[Opening Dataset entries section]

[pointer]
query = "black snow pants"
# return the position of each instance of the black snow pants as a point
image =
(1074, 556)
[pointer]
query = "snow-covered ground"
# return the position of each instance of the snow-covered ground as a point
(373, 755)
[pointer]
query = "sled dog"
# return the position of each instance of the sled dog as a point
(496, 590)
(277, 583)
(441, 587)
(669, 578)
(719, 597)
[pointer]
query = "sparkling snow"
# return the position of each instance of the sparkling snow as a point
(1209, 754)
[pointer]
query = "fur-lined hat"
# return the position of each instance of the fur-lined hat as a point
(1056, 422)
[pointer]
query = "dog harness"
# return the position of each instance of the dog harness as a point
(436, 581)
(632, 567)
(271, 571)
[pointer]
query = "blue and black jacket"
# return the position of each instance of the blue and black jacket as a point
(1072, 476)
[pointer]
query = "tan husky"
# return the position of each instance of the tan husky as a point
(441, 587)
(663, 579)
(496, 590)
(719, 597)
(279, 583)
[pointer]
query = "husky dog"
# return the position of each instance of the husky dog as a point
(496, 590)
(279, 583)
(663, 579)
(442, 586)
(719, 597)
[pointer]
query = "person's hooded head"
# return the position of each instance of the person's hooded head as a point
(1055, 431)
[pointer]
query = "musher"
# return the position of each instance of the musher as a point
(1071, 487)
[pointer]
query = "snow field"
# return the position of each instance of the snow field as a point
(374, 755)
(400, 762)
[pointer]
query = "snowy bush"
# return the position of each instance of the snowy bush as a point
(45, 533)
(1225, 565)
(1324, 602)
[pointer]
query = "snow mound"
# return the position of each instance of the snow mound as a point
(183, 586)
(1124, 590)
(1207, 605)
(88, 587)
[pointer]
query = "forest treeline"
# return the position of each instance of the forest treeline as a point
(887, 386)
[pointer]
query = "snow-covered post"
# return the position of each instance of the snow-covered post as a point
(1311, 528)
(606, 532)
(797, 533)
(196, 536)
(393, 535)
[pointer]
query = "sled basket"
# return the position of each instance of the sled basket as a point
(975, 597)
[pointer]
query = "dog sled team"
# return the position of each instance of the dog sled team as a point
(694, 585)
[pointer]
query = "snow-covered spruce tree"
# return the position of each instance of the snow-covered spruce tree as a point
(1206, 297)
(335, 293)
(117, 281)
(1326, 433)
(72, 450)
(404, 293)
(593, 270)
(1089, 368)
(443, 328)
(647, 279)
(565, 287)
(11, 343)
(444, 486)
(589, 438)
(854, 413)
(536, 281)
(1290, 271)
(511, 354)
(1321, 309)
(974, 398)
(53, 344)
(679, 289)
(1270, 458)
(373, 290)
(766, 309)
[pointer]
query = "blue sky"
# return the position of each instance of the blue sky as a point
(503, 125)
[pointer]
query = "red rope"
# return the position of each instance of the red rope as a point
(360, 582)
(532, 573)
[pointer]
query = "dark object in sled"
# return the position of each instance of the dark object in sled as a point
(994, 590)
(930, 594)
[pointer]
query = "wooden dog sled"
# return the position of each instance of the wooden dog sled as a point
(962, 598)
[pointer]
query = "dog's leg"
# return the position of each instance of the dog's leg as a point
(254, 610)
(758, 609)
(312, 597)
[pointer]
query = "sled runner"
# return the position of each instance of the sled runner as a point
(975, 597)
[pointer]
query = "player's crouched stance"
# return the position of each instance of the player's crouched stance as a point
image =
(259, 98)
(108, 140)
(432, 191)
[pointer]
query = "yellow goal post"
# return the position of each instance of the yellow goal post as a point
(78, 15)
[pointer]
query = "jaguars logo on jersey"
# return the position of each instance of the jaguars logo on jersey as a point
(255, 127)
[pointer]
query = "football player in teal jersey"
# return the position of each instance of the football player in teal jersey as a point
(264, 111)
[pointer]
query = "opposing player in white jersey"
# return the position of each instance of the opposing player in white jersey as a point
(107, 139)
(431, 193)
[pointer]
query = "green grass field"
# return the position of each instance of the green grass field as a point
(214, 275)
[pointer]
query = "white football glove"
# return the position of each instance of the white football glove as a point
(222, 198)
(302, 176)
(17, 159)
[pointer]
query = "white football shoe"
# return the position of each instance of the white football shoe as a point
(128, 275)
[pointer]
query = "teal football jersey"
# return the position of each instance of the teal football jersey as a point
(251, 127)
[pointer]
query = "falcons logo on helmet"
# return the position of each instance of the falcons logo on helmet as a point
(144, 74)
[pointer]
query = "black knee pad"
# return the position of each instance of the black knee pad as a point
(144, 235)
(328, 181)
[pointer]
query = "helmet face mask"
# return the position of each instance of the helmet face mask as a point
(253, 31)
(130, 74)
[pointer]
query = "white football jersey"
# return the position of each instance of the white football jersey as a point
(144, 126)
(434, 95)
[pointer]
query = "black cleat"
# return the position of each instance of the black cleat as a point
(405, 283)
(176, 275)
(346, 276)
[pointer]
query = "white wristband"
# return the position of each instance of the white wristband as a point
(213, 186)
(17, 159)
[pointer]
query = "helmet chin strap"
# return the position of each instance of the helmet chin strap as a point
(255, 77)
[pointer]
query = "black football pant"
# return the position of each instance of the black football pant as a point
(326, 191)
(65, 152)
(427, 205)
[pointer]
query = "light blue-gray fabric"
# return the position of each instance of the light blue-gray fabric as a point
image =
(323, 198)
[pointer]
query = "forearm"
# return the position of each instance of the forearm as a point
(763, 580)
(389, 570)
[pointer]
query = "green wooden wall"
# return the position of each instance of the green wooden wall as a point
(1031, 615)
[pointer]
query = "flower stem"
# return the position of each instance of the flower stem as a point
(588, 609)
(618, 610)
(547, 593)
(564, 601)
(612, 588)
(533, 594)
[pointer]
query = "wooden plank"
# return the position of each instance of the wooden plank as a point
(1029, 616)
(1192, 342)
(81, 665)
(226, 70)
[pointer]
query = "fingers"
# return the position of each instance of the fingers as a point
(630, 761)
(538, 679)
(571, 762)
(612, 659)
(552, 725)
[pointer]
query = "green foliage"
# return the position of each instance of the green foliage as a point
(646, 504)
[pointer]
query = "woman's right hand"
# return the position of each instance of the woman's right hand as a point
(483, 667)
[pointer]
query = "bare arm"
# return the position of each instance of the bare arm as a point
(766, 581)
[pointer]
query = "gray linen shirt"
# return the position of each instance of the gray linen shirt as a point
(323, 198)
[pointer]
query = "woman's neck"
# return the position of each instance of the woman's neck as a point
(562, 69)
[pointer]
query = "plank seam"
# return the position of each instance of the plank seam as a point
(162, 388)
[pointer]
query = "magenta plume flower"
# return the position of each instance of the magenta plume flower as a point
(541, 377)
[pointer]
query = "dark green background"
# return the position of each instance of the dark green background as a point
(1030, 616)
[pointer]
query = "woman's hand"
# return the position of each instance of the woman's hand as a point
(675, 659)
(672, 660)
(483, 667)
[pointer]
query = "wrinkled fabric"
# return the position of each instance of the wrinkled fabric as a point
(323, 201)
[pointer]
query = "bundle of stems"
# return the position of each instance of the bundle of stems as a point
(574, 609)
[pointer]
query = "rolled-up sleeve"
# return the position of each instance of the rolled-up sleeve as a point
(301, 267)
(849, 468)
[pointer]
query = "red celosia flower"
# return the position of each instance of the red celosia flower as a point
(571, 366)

[Closing Dataset entries section]

What to work on:
Please give only the number of lines above that contain "light".

Response area:
2